Given request » Using the entries below, restate word for word only the lines from the one with "Target: chrome hubcap" to the final line, leaving the pictures out.

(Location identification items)
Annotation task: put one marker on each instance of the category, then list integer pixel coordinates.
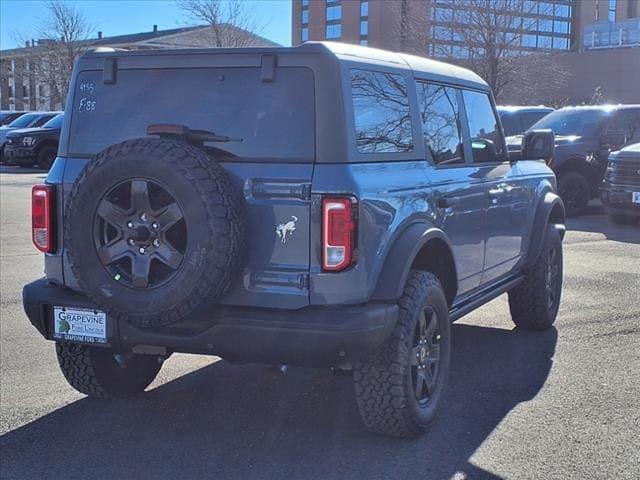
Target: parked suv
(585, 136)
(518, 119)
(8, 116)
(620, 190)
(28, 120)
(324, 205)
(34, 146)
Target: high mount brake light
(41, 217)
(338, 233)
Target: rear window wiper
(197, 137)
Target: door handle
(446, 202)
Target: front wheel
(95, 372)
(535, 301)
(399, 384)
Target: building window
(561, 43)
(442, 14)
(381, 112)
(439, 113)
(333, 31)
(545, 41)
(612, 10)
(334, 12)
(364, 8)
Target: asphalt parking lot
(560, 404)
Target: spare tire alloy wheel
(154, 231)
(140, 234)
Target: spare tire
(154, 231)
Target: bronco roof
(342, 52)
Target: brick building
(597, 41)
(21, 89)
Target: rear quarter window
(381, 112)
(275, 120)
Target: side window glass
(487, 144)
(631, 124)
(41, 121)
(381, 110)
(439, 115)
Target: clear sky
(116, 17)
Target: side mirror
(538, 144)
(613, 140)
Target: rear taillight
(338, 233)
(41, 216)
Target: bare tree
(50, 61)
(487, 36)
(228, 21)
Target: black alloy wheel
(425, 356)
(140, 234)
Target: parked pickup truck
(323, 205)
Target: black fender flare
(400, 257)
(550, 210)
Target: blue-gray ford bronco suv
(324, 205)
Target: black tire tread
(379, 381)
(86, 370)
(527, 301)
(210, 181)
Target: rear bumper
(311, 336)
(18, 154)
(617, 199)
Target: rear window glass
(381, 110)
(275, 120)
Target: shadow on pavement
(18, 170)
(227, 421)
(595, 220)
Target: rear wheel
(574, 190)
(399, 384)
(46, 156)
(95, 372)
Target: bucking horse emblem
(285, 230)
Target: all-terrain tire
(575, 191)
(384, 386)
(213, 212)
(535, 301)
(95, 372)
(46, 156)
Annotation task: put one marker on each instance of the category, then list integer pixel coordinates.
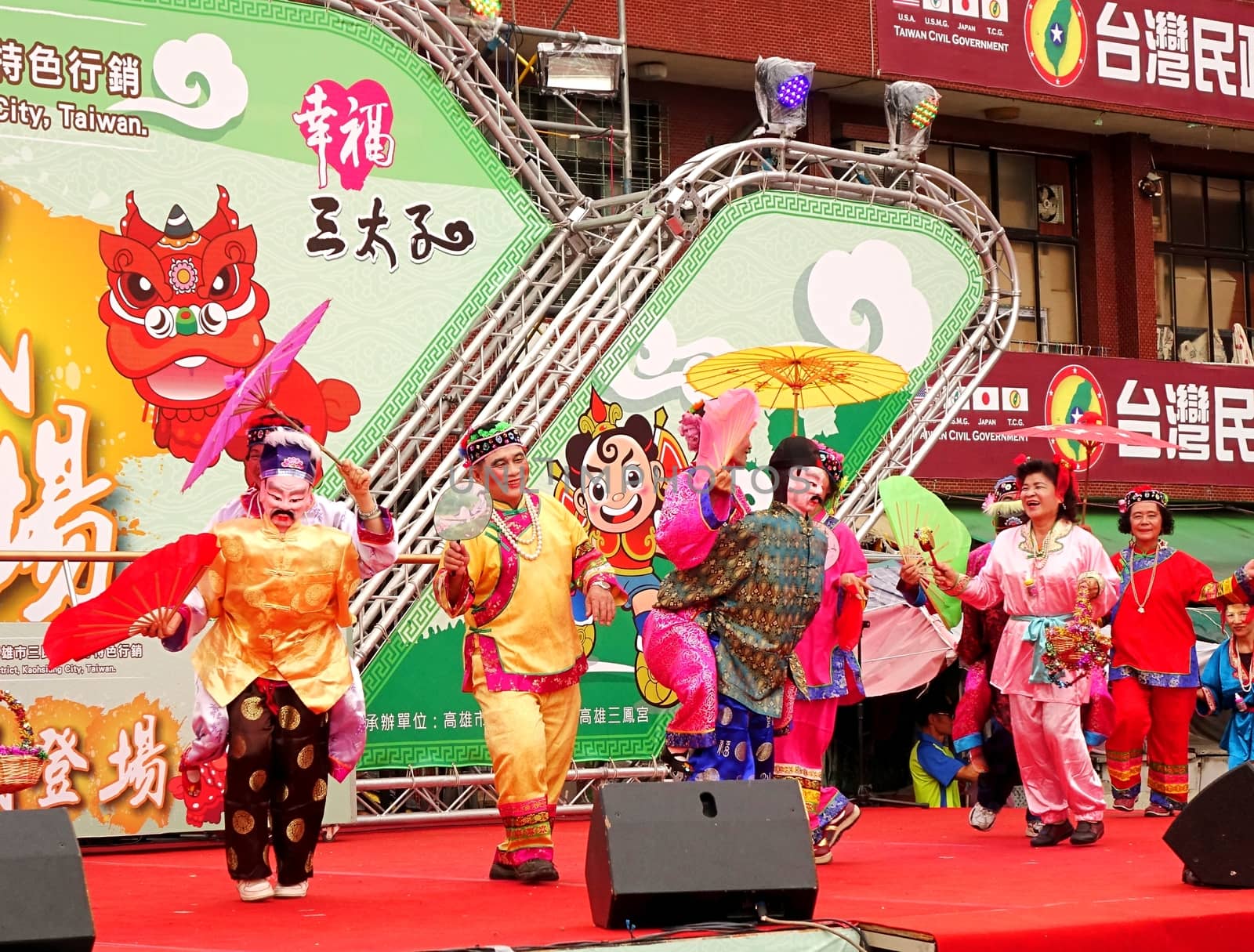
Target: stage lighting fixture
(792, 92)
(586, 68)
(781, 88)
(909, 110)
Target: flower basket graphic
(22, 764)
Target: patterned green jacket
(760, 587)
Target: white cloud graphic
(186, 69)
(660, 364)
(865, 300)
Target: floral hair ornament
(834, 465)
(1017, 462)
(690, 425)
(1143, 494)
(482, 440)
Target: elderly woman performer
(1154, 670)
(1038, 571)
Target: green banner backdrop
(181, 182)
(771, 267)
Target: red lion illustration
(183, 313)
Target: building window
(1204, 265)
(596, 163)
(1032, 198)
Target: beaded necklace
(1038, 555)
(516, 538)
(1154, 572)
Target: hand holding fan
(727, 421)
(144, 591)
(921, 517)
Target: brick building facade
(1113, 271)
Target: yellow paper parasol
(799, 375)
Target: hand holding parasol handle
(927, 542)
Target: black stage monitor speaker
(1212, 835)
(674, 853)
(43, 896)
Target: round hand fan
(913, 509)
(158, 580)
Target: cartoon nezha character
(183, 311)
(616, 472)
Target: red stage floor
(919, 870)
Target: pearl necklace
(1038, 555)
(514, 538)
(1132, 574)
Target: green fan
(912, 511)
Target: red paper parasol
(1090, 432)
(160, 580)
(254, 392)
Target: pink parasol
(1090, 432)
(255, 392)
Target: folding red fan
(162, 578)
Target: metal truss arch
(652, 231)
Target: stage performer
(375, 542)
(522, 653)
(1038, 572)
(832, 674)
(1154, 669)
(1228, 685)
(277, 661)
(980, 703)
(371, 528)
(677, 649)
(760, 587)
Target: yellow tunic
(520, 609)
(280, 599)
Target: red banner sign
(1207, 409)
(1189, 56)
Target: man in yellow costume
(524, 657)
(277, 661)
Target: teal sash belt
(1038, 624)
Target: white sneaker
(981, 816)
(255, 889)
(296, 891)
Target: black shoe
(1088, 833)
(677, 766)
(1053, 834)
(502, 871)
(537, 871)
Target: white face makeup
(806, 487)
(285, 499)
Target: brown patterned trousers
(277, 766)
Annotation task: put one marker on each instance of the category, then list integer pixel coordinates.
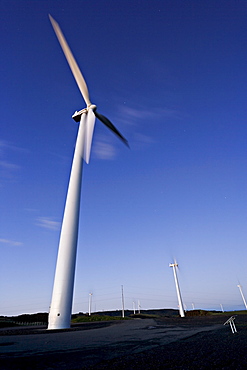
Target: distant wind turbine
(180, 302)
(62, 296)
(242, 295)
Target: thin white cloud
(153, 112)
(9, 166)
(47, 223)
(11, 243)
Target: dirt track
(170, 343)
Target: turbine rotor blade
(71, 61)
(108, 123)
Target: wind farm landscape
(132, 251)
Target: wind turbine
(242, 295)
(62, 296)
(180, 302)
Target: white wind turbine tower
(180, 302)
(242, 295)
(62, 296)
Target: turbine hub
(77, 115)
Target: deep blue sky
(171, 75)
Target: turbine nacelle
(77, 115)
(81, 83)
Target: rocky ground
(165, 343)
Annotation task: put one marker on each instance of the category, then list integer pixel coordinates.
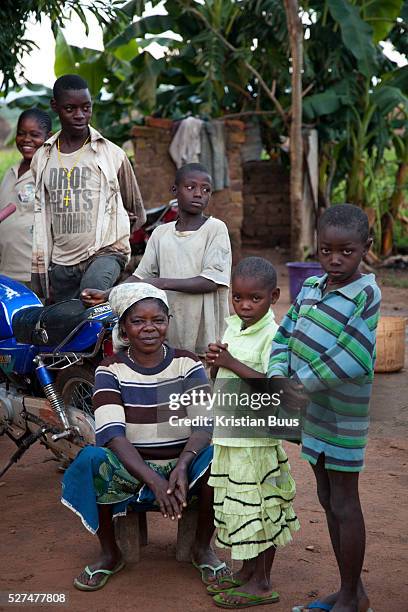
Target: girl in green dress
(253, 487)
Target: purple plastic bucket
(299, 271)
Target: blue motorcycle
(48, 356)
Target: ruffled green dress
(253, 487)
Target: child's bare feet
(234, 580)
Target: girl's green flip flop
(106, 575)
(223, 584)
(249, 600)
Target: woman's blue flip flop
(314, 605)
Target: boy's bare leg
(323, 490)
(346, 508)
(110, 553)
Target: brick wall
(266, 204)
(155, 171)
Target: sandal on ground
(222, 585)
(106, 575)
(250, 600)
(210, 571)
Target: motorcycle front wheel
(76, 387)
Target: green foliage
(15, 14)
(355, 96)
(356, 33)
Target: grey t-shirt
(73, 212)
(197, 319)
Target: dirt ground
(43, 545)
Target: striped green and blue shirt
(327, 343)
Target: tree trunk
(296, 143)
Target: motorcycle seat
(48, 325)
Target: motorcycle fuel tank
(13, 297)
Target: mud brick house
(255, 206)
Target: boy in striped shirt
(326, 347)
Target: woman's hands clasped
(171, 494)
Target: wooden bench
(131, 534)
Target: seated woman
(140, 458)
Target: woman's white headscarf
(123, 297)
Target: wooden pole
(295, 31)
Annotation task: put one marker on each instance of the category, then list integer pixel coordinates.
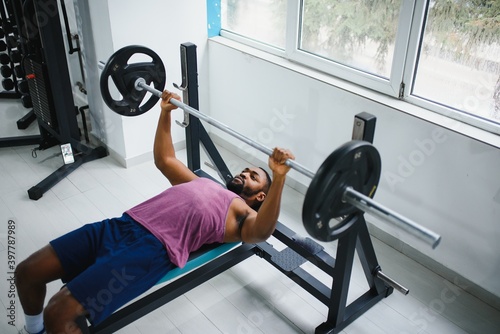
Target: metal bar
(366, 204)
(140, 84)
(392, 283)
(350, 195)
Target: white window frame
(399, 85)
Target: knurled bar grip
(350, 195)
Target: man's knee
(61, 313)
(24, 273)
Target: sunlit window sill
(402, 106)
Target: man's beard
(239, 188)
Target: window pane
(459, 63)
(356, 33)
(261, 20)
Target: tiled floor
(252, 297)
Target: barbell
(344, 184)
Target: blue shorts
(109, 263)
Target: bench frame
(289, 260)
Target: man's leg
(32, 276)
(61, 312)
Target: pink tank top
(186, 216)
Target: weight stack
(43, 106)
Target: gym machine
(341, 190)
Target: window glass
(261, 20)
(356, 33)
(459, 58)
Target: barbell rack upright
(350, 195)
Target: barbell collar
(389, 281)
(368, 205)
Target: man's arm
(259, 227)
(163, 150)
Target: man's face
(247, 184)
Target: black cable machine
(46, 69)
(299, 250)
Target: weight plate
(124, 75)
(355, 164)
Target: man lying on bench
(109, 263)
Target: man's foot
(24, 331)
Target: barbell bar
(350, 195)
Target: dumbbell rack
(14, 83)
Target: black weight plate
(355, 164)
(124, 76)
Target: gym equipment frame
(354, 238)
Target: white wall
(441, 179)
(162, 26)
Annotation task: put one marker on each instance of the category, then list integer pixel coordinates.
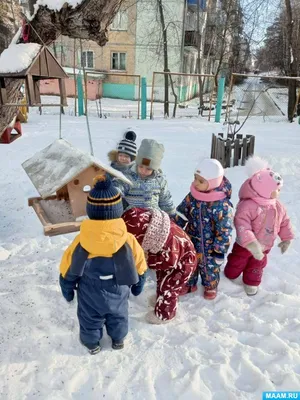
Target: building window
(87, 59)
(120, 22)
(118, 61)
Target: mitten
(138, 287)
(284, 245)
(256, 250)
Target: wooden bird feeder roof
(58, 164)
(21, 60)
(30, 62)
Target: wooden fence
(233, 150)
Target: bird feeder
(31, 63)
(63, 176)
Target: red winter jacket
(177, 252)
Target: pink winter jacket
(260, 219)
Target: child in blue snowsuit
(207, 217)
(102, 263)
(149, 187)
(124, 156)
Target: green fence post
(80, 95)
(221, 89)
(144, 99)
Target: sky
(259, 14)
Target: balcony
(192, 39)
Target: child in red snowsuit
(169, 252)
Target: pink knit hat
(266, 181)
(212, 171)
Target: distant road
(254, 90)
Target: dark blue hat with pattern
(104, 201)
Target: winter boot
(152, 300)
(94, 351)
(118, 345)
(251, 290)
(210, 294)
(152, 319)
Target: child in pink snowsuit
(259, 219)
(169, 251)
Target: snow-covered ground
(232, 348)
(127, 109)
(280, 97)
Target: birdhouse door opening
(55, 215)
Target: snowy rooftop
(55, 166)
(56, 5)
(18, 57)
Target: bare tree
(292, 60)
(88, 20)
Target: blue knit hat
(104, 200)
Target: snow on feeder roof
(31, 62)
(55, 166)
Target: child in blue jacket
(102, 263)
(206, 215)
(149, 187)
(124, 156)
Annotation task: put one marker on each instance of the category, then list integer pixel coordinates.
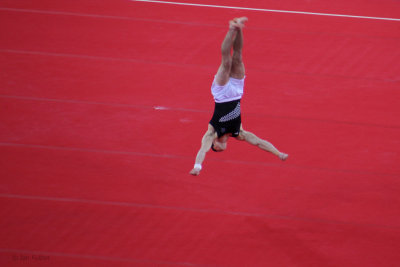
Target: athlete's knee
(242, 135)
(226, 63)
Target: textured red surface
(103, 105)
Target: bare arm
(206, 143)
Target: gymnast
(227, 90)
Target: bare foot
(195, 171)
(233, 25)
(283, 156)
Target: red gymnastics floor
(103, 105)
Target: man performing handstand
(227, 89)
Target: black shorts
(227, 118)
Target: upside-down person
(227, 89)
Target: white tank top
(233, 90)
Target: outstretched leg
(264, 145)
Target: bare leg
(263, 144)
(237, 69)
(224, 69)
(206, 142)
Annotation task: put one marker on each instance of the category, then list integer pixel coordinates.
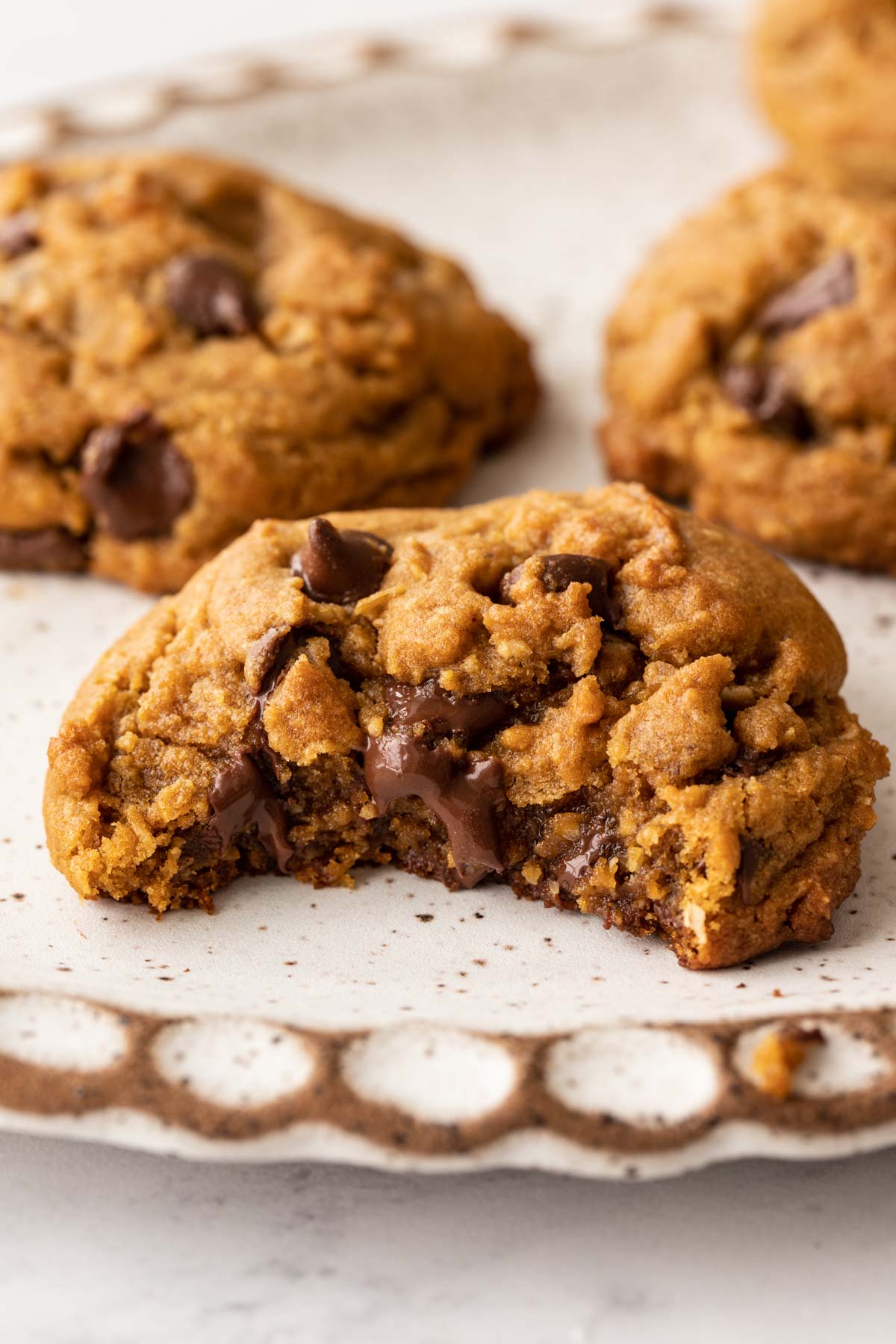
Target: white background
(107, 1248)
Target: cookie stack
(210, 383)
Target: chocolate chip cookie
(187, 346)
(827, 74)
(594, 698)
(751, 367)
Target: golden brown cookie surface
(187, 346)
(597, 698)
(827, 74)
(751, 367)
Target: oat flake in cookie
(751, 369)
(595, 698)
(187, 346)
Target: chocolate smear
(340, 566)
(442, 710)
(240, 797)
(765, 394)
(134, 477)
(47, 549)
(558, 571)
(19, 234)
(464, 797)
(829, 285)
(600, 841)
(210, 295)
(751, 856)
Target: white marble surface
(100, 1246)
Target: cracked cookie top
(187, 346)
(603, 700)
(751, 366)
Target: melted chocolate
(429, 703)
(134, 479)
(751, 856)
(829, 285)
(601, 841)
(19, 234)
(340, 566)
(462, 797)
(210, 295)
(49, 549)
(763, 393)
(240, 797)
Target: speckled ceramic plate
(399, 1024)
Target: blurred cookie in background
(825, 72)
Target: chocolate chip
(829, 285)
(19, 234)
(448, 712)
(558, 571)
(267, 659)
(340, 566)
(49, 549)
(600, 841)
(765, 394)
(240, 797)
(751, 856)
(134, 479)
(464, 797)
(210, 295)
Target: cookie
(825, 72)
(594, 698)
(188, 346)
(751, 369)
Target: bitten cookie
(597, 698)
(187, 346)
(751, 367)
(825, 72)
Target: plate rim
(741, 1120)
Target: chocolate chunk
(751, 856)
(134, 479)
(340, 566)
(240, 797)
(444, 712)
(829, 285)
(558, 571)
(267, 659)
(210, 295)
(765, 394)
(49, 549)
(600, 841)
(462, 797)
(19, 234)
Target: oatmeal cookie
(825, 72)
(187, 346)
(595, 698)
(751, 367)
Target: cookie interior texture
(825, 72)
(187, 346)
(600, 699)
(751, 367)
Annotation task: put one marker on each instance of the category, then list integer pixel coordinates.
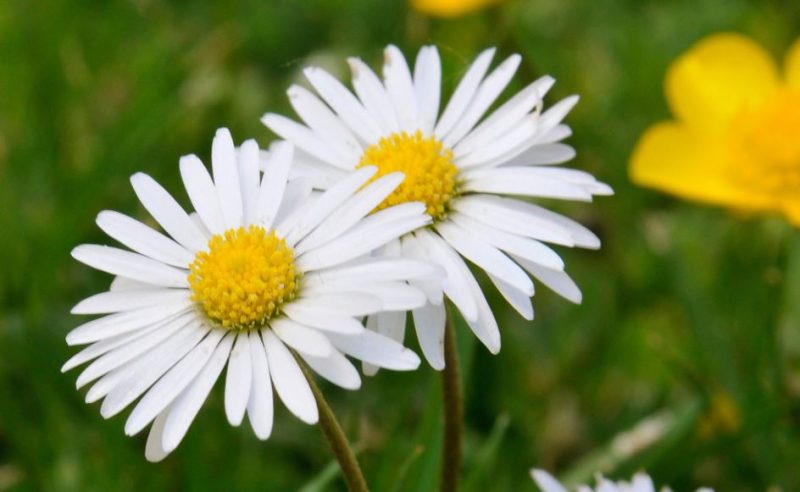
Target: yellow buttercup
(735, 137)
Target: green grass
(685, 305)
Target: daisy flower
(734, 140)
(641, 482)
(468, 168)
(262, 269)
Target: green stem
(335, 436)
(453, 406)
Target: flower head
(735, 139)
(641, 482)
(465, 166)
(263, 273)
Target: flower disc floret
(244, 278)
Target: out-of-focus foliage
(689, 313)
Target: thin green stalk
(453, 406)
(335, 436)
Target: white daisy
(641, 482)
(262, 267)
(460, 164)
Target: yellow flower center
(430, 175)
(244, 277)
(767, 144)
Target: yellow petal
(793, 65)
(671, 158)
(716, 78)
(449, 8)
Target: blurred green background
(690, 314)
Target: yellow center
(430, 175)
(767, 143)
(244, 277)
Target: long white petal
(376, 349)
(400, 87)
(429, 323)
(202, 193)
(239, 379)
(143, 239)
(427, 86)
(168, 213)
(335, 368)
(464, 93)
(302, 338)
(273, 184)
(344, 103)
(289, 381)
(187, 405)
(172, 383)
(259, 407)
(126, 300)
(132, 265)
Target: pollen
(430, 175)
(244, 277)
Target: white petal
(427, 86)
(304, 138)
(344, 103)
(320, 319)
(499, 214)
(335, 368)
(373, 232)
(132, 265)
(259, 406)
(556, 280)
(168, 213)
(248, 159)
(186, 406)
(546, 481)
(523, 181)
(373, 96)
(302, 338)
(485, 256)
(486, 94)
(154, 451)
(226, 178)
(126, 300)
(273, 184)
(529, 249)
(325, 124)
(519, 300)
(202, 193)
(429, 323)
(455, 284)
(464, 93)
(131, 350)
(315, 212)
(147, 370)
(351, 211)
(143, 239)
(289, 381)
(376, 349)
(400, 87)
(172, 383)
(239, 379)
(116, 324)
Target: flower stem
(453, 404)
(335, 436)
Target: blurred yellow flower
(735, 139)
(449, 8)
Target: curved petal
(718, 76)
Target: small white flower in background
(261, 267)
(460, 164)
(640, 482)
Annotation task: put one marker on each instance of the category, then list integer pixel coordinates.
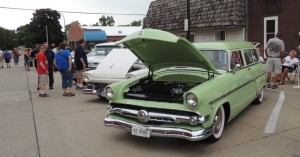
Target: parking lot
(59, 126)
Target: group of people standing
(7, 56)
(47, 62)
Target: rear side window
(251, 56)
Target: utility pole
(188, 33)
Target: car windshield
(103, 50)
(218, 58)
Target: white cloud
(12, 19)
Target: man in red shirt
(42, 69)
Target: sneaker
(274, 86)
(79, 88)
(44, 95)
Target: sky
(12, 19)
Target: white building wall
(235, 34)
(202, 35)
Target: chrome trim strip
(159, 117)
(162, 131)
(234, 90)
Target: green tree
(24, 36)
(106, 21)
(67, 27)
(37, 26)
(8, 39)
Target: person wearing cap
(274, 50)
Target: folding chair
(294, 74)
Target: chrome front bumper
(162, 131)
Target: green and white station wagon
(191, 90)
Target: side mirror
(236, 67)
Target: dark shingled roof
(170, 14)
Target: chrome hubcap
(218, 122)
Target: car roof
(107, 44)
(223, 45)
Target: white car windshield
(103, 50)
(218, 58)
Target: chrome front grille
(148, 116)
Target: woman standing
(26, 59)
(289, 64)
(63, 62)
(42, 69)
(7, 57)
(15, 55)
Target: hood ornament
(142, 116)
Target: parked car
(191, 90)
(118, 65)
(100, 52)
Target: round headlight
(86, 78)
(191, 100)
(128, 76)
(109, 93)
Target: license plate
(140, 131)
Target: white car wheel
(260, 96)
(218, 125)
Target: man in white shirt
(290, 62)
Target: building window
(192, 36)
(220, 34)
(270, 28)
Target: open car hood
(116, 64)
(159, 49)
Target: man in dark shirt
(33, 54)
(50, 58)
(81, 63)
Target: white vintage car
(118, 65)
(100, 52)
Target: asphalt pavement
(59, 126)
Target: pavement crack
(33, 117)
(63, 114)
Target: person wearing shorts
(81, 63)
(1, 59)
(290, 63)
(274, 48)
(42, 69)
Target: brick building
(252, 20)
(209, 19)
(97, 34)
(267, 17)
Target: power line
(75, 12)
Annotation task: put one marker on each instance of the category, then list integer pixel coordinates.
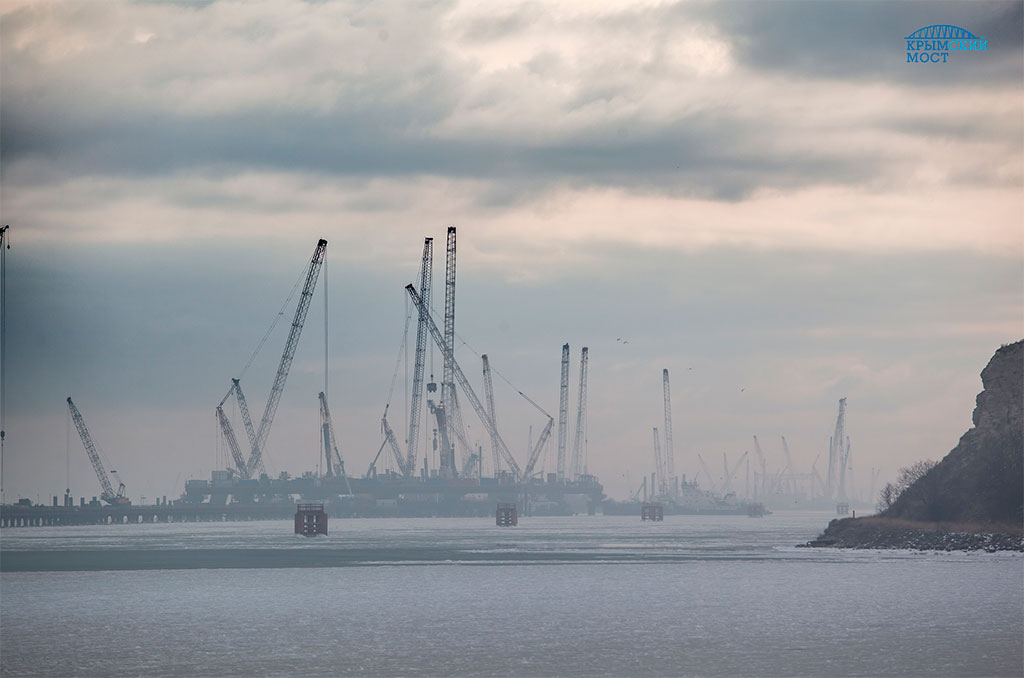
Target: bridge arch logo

Result of the exercise »
Target: chrome hubcap
(218, 122)
Target: car roof
(107, 44)
(223, 45)
Target: white car windshield
(103, 50)
(218, 58)
Target: chrome front grille
(148, 116)
Target: woman standing
(26, 59)
(289, 64)
(63, 62)
(42, 69)
(7, 57)
(15, 55)
Target: hood ornament
(142, 116)
Target: parked car
(191, 90)
(118, 65)
(100, 52)
Target: round headlight
(86, 78)
(191, 100)
(128, 76)
(109, 93)
Target: license plate
(140, 131)
Target: white car wheel
(260, 96)
(218, 125)
Target: man in white shirt
(290, 62)
Target: building window
(192, 36)
(220, 34)
(270, 28)
Target: open car hood
(116, 64)
(159, 49)
Target: man in dark shirt
(33, 54)
(50, 58)
(81, 63)
Target: white vintage car
(118, 65)
(100, 52)
Target: asphalt pavement
(59, 126)
Target: pavement crack
(33, 117)
(63, 114)
Target: person wearing shorts
(81, 63)
(1, 59)
(290, 63)
(274, 48)
(42, 69)
Target: brick building
(252, 20)
(209, 19)
(97, 34)
(267, 17)
Target: power line
(75, 12)
Annotation task: put one marker on each instance of the category, then list integer pixel coordinates.
Target: bridge arch logo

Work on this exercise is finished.